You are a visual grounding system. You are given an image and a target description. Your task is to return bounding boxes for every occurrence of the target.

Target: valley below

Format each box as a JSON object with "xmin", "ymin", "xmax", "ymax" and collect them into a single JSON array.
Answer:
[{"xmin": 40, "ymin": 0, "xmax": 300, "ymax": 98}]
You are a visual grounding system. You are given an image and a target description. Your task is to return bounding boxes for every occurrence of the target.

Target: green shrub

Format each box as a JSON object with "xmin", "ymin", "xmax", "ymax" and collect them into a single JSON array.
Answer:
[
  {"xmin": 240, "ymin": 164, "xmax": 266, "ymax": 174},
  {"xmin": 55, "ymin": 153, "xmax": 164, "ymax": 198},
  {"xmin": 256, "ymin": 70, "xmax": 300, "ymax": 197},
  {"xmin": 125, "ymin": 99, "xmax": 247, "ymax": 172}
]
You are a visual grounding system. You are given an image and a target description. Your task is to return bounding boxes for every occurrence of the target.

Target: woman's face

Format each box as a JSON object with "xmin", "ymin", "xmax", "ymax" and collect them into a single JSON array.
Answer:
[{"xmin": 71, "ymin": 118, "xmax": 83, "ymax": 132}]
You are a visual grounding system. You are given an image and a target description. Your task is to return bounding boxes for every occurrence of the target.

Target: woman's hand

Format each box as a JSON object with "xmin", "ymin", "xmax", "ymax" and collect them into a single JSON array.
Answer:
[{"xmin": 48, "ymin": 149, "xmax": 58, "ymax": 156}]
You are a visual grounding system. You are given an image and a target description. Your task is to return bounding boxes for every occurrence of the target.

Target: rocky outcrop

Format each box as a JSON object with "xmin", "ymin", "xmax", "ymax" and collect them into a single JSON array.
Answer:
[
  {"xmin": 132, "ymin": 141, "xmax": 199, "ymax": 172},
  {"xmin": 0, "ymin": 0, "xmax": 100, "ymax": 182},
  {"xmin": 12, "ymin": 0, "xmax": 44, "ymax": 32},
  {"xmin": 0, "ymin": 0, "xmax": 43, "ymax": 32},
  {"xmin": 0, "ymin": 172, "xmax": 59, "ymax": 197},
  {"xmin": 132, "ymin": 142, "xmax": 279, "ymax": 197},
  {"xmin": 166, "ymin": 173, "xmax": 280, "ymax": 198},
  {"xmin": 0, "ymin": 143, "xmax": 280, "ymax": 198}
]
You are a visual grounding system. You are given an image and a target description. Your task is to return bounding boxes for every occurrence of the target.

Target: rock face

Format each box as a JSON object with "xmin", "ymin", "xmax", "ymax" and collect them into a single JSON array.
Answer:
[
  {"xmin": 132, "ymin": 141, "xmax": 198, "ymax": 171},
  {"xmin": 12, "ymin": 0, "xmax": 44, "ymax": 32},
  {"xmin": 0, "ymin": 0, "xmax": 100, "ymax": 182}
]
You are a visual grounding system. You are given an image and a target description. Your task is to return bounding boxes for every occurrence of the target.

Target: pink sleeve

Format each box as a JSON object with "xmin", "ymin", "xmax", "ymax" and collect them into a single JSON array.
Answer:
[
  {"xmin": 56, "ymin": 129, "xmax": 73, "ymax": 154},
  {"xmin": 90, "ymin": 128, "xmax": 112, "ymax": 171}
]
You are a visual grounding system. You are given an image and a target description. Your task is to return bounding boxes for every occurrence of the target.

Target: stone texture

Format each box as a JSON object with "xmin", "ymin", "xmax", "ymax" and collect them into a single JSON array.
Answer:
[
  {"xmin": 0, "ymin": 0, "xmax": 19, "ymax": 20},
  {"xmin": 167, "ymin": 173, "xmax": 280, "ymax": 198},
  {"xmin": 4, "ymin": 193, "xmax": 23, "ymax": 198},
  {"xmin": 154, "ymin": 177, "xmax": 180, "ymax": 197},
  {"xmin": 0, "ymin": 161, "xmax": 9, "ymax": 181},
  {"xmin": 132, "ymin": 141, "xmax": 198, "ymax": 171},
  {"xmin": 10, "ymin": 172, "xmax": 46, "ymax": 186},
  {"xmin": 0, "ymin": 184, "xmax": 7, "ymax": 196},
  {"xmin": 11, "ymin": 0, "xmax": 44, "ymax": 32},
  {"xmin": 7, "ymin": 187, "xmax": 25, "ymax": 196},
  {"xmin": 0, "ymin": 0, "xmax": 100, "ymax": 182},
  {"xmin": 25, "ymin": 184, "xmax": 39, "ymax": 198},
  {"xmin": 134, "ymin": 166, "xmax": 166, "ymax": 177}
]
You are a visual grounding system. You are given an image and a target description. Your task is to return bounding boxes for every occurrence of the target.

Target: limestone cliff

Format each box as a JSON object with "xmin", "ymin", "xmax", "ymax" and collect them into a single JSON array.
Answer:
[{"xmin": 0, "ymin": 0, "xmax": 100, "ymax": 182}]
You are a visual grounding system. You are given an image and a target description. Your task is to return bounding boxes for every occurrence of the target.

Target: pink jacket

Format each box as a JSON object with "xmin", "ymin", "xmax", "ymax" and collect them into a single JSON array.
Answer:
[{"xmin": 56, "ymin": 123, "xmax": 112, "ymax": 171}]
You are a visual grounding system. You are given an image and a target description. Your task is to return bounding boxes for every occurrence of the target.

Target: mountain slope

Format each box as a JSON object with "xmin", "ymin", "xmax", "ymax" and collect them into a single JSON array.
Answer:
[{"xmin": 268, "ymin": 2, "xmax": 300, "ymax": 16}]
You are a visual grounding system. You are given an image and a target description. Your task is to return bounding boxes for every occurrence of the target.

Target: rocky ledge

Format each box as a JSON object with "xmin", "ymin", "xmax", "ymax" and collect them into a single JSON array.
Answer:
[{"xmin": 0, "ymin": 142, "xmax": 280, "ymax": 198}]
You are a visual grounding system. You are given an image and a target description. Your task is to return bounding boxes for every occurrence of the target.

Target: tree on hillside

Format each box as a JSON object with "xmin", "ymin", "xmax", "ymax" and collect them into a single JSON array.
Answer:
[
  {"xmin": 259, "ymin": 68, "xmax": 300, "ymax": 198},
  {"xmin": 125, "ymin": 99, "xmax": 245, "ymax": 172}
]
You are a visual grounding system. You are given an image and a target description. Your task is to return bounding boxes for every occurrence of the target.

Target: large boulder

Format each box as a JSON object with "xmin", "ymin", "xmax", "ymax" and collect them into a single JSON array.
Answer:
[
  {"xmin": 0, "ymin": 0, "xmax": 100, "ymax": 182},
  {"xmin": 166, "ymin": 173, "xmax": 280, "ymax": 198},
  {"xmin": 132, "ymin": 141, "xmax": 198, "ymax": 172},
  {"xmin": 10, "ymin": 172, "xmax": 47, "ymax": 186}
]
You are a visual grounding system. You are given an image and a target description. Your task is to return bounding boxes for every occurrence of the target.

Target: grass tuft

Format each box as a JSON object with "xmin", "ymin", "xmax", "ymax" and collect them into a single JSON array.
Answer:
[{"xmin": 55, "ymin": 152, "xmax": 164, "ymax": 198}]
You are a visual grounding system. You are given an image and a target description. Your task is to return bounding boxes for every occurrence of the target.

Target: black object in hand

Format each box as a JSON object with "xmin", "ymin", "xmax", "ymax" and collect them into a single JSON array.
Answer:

------------------------

All of the material above should be printed out in full, word for word.

You are a visual grounding system. You are given an image and a target description. Your task is to return bounding boxes for every occurrence of the target.

Target: valley below

Format each box as a JSON object with "xmin", "ymin", "xmax", "ymax" and collect them into a single JSON array.
Answer:
[{"xmin": 40, "ymin": 0, "xmax": 300, "ymax": 98}]
You are a visual grounding system. You are given an image and a target description. Your task is to return bounding boxes for every occurrence of the target.

Target: green shrub

Format each box as a JSON object with "xmin", "ymin", "xmax", "ymax" and collect them into a single JSON array.
Answer:
[
  {"xmin": 240, "ymin": 164, "xmax": 266, "ymax": 174},
  {"xmin": 55, "ymin": 153, "xmax": 164, "ymax": 198},
  {"xmin": 256, "ymin": 70, "xmax": 300, "ymax": 197},
  {"xmin": 125, "ymin": 99, "xmax": 247, "ymax": 172}
]
You are a visual grounding system. You are given an image and a target description. Your task is to return bounding boxes for every occurrence of the target.

Target: woman's face

Format each box as a JSON object with "xmin", "ymin", "xmax", "ymax" and collect them into a single JSON array.
Answer:
[{"xmin": 71, "ymin": 118, "xmax": 83, "ymax": 132}]
You are a visual grounding system. You are given an image and a target description. Your task is to return bounding boxes for every occurrence of the target.

Target: woman's hand

Format each box as a JSON object with "xmin", "ymin", "xmax", "ymax" and collect them into a single JSON array.
Answer:
[{"xmin": 48, "ymin": 149, "xmax": 58, "ymax": 156}]
You are a visual grounding system. You are given an image and a target description. Your task is to return bounding boxes for every occurrence of the target.

Target: rocky outcrop

Format each box as a JSON object with "xmin", "ymin", "xmax", "ymax" and collect them into a single JSON array.
Answer:
[
  {"xmin": 132, "ymin": 141, "xmax": 199, "ymax": 172},
  {"xmin": 0, "ymin": 0, "xmax": 100, "ymax": 182},
  {"xmin": 12, "ymin": 0, "xmax": 44, "ymax": 32},
  {"xmin": 0, "ymin": 0, "xmax": 43, "ymax": 32},
  {"xmin": 0, "ymin": 172, "xmax": 59, "ymax": 197},
  {"xmin": 132, "ymin": 142, "xmax": 279, "ymax": 197},
  {"xmin": 166, "ymin": 173, "xmax": 280, "ymax": 198},
  {"xmin": 0, "ymin": 143, "xmax": 280, "ymax": 198}
]
You are a visual grounding system. You are given an image and a target description. Your task is to return bounding boxes for every occurrence of the target.

Target: rock face

Format each box as a JSON object with "xmin", "ymin", "xmax", "ymax" and collect them into a single JSON array.
Answer:
[
  {"xmin": 132, "ymin": 141, "xmax": 198, "ymax": 171},
  {"xmin": 12, "ymin": 0, "xmax": 44, "ymax": 32},
  {"xmin": 0, "ymin": 0, "xmax": 100, "ymax": 182}
]
You are a visual grounding system. You are given an image and a target description. Your task is to return bounding boxes for every occurrence of the target.

Target: pink sleeve

Format each box as a JSON object with "xmin", "ymin", "xmax", "ymax" and collect them into a single JSON array.
Answer:
[
  {"xmin": 56, "ymin": 129, "xmax": 73, "ymax": 154},
  {"xmin": 90, "ymin": 128, "xmax": 112, "ymax": 171}
]
You are a visual grounding system. You are given an image and a target description. Your task is to return bounding boxes for every occurrence of the target.

Target: stone texture

Format each box as a JSON object with "xmin", "ymin", "xmax", "ymax" and collect them into a single JSON array.
Answer:
[
  {"xmin": 0, "ymin": 0, "xmax": 19, "ymax": 20},
  {"xmin": 167, "ymin": 173, "xmax": 280, "ymax": 198},
  {"xmin": 4, "ymin": 193, "xmax": 23, "ymax": 198},
  {"xmin": 154, "ymin": 177, "xmax": 180, "ymax": 197},
  {"xmin": 0, "ymin": 161, "xmax": 9, "ymax": 181},
  {"xmin": 132, "ymin": 141, "xmax": 198, "ymax": 171},
  {"xmin": 10, "ymin": 172, "xmax": 46, "ymax": 186},
  {"xmin": 0, "ymin": 184, "xmax": 7, "ymax": 196},
  {"xmin": 11, "ymin": 0, "xmax": 44, "ymax": 32},
  {"xmin": 7, "ymin": 187, "xmax": 25, "ymax": 196},
  {"xmin": 0, "ymin": 0, "xmax": 100, "ymax": 182},
  {"xmin": 25, "ymin": 184, "xmax": 39, "ymax": 198},
  {"xmin": 134, "ymin": 166, "xmax": 166, "ymax": 177}
]
You are a visual grounding system. You are given an image and a target description. Your task is to return bounding boxes for every occurrence of the target.

Target: limestone cliff

Format each box as a JSON object with "xmin", "ymin", "xmax", "ymax" and collect them into a single JSON array.
Answer:
[{"xmin": 0, "ymin": 0, "xmax": 100, "ymax": 182}]
You are a visual grounding system. You are given an image and a target description. Your task is to return bounding boxes for every occurrence of the target.

Target: pink jacket

Format each box as a JSON object with "xmin", "ymin", "xmax", "ymax" and collect them into a single JSON array.
Answer:
[{"xmin": 56, "ymin": 123, "xmax": 112, "ymax": 171}]
You are a visual grounding system. You are given an image and a target description. Your task is to return bounding boxes for every occurrence of the target.

Target: mountain slope

Format each box as a JSON object with "xmin", "ymin", "xmax", "ymax" and collect them into a single JSON array.
Answer:
[{"xmin": 268, "ymin": 2, "xmax": 300, "ymax": 16}]
You are a visual grounding system. You are given an image and a target description. Your task is to return bounding boxes for every occurrence of the target.

Target: rocky ledge

Format each box as a JSON object with "xmin", "ymin", "xmax", "ymax" and collect them into a single JSON array.
Answer:
[{"xmin": 0, "ymin": 142, "xmax": 280, "ymax": 198}]
You are a visual grounding system. You are given an image and a target description. Your task is to return bounding boxes for every occurrence of the target.

Target: tree on hillside

Format each box as a JSON object with "xmin", "ymin", "xmax", "ymax" and collect them into a single JSON array.
Answer:
[
  {"xmin": 259, "ymin": 68, "xmax": 300, "ymax": 198},
  {"xmin": 125, "ymin": 99, "xmax": 245, "ymax": 172}
]
You are a visual grounding system. You are given an image and a target description. Your task is to return bounding boxes for every occurrence of the target.

Target: large boulder

Format each box as a JSON object with "xmin", "ymin", "xmax", "ymax" and collect them into a single JSON array.
Answer:
[
  {"xmin": 0, "ymin": 0, "xmax": 100, "ymax": 182},
  {"xmin": 166, "ymin": 173, "xmax": 280, "ymax": 198},
  {"xmin": 132, "ymin": 141, "xmax": 198, "ymax": 172},
  {"xmin": 10, "ymin": 172, "xmax": 47, "ymax": 186}
]
You are a visual grounding system. You are given an image and a target description. Your task is to return bounding boxes for every occurrence of the target.

Target: grass tuft

Format each box as a JSON object with "xmin", "ymin", "xmax", "ymax" and collect them into a single JSON array.
Answer:
[{"xmin": 55, "ymin": 152, "xmax": 164, "ymax": 198}]
You are a visual grounding system. You are given an image and a target description. Your task is to return bounding boxes for every occurrence of the target.

Target: black object in hand

Format each box as a JSON object with "xmin", "ymin", "xmax", "ymax" and collect them into a single JSON array.
Answer:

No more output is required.